- [READING TEXT]:
╭──

The effect of the slowing Chinese economy on the US at this point appears manageable, but a spreading crisis is within the realm of possibilities. Unfortunately, uncertainty is something investors do not like and often reveals itself as a disdain for risk assets and poor sentiment. This is most evident in the VIX Index, which measures volatility in the US equity market. The VIX spiked to over 40 in August 2015, one month after the China stock market crash. For most of the year, it had traded at a subdued low level and within a narrow range. Yet as China unwound, risk aversion and volatility spiked.

Biotechnology and some specialty pharma stocks, which had been among the best performing equities for several years, have suffered the most from a renewed aversion to risk. Due to high margins, new biologic products, and rampant mergers and acquisitions, the groups enjoyed a stellar run. It also led to high valuations and a profit-taking frenzy once cracks emerged. Apart from a large-cap industry bellwether, we have avoided much of the biotech sector due to its speculative characteristics and high valuations.

The unwinding of the commodity boom has been underway since 2011. Just a few years ago the fear of deflation was a much discussed reason for quantitative easing and for keeping interest rates low. Talking heads and Fed governors professed the dangers of deflation and why it should be avoided. Thus, measures were enacted and do indeed seem to have supported the economy and stock markets. However, deflation appears more tangible today. From their peaks in 2011, copper is down 49% and cotton has dropped 71%; corn is off 53% since 2012; natural gas is down 59% from its 2014 high; and finally oil is down 57% since 2014. Shale drilling is likely the biggest loser in the commodity club. Supported by new extractable discoveries, high prices and the insatiable appetite for its high-yield debt by investors, the shale industry boomed but has cooled considerably.

In light of the renewed risk aversion and decline in global equity prices, the Federal Reserve delayed its plans for interest rate increases at its September meeting. This perpetuates not only the low rate environment, but also the uncertainly regarding the benchmark rate take off. Expectations are now focused on a December rate increase, but even that could easily change. We believe the forthcoming interest rate increases are merely an attempt to rearm the Fed’s toolkit rather than the traditional manipulation to slow a potentially overheating economy.

On a more positive note, the consumer is benefiting from strong tailwinds. Low energy prices and falling commodities act as an informal form of consumer stimulus. The job market is also recovering, though at a slower pace than many would like. New positions and placement are both up, as too is wage growth. The housing market is also doing well, another key area for the consumer. So despite the difficult quarter, we remain focused on the underlying strength of companies and the economy. Investor sentiment can be fickle, and long-term investors are usually rewarded for buying when it’s low. While risk aversion may impact stock prices in the short-term, long-term performance is driven by economic fundamentals and corporate profits.

╰──

- [ACTIVITY]: Render this sentence from the market commentary above in Spanish: "Low energy prices and falling commodities act as an informal form of consumer stimulus."

- [DATA PROVIDED]:
╭──

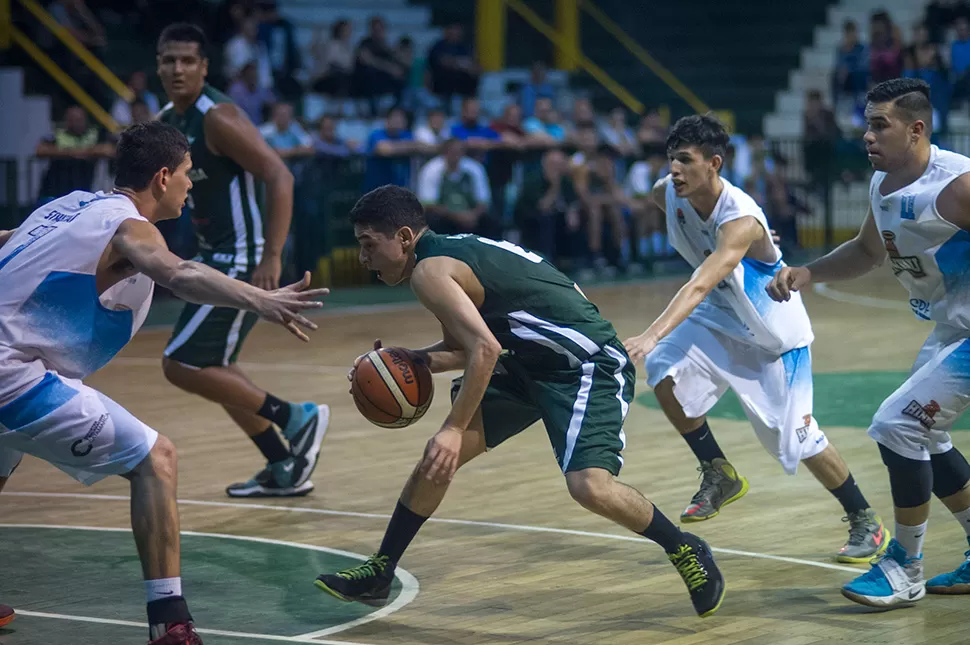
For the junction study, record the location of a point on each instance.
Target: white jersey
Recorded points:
(51, 317)
(929, 255)
(739, 306)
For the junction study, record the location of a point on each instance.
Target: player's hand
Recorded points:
(267, 274)
(283, 306)
(639, 346)
(787, 280)
(441, 456)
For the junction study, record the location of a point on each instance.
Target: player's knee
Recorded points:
(951, 473)
(590, 487)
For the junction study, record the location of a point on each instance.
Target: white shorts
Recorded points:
(73, 427)
(775, 392)
(915, 420)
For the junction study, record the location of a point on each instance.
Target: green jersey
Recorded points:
(222, 201)
(537, 313)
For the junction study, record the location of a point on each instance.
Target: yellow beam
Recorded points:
(567, 24)
(49, 66)
(490, 34)
(644, 57)
(79, 50)
(584, 63)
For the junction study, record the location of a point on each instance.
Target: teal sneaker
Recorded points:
(955, 582)
(275, 480)
(893, 580)
(305, 431)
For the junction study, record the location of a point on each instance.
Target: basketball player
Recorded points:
(721, 331)
(77, 280)
(919, 217)
(229, 156)
(532, 348)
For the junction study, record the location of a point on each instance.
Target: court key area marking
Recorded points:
(409, 585)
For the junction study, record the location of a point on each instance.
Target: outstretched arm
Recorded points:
(733, 241)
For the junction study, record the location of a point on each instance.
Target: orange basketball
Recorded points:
(390, 389)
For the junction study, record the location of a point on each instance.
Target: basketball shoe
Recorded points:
(720, 485)
(180, 634)
(369, 583)
(695, 564)
(955, 582)
(895, 579)
(868, 537)
(6, 615)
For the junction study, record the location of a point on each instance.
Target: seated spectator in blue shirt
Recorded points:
(544, 125)
(537, 88)
(388, 149)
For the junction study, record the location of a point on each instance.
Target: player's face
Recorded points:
(388, 255)
(182, 70)
(889, 139)
(176, 186)
(690, 171)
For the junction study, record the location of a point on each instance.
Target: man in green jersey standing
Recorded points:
(229, 156)
(532, 348)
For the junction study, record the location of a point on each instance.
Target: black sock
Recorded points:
(850, 496)
(402, 528)
(269, 443)
(276, 410)
(663, 532)
(702, 442)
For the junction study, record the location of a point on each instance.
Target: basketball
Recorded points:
(390, 389)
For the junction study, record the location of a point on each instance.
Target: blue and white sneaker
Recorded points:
(955, 582)
(305, 431)
(894, 580)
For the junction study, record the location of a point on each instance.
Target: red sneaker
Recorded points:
(6, 615)
(181, 634)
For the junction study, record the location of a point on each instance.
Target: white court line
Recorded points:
(409, 587)
(826, 291)
(440, 520)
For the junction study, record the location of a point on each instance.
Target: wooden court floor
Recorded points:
(515, 560)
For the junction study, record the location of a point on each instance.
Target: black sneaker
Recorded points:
(695, 564)
(369, 583)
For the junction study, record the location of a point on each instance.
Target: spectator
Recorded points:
(547, 211)
(453, 68)
(73, 150)
(537, 88)
(334, 62)
(245, 47)
(249, 96)
(121, 111)
(851, 66)
(544, 126)
(279, 38)
(435, 131)
(960, 60)
(388, 148)
(455, 193)
(885, 53)
(378, 72)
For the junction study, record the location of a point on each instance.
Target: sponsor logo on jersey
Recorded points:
(900, 263)
(923, 413)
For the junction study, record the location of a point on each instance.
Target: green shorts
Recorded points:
(208, 336)
(583, 410)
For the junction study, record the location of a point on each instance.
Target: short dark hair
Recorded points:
(146, 148)
(911, 96)
(183, 32)
(387, 209)
(700, 130)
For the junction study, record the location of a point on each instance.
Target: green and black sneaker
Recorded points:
(369, 583)
(695, 564)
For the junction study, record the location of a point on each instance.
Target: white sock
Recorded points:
(963, 517)
(162, 588)
(911, 538)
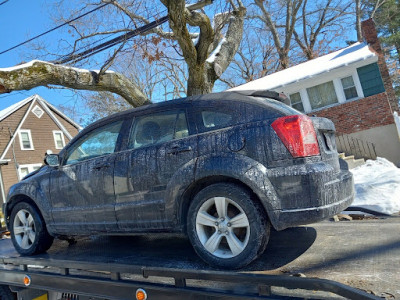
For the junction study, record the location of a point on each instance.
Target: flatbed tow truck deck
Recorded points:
(107, 268)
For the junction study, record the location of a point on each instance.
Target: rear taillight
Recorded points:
(298, 135)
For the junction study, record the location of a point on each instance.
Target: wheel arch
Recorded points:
(18, 198)
(235, 168)
(194, 188)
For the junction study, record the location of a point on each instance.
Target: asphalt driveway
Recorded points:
(363, 254)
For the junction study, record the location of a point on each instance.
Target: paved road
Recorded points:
(363, 254)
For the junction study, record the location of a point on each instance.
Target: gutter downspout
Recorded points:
(3, 194)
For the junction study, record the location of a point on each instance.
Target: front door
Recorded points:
(160, 146)
(82, 188)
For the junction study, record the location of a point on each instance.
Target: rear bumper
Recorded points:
(326, 199)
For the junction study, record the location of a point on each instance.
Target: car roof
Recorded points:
(252, 97)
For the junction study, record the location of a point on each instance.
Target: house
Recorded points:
(352, 87)
(27, 130)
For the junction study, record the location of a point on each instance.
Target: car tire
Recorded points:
(6, 294)
(28, 230)
(227, 227)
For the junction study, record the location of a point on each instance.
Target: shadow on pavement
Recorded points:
(171, 251)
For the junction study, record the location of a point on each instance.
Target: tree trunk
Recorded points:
(358, 20)
(197, 82)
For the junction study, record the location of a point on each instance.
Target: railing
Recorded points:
(356, 147)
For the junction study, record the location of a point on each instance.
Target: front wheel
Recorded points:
(226, 227)
(28, 230)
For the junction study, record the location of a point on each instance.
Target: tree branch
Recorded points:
(40, 73)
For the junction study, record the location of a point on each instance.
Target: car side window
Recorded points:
(216, 119)
(158, 128)
(98, 142)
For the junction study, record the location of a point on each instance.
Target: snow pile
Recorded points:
(377, 185)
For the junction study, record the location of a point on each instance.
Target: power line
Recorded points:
(99, 40)
(122, 38)
(55, 28)
(106, 45)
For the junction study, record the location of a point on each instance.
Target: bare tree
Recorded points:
(255, 58)
(320, 23)
(280, 18)
(206, 59)
(366, 9)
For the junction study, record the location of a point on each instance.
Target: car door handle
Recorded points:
(101, 166)
(177, 149)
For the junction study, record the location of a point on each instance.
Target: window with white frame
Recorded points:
(38, 111)
(59, 140)
(25, 139)
(24, 170)
(349, 88)
(322, 95)
(296, 102)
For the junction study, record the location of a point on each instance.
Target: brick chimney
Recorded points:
(371, 37)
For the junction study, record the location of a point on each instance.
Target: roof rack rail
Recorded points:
(281, 97)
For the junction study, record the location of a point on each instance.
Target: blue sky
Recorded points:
(21, 20)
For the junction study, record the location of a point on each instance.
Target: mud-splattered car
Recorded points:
(222, 168)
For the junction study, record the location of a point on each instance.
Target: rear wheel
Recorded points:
(226, 227)
(28, 230)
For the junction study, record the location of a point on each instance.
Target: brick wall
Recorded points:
(358, 115)
(370, 35)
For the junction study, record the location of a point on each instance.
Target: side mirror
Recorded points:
(52, 160)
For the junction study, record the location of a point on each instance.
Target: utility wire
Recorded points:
(48, 31)
(103, 46)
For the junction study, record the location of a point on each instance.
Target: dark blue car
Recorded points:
(222, 168)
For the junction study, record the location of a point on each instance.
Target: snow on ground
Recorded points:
(377, 185)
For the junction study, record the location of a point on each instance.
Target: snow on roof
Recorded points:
(12, 108)
(9, 110)
(377, 185)
(343, 57)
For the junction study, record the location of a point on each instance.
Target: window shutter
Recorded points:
(371, 80)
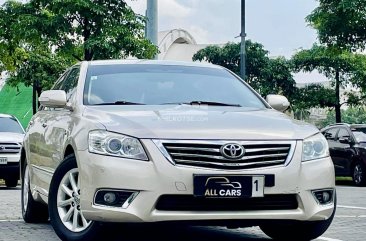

╰──

- [ANSWER TO THIS TASK]: Los bajos precios de la energía y la caída de las materias primas actúan como una forma informal de estímulo para el consumidor.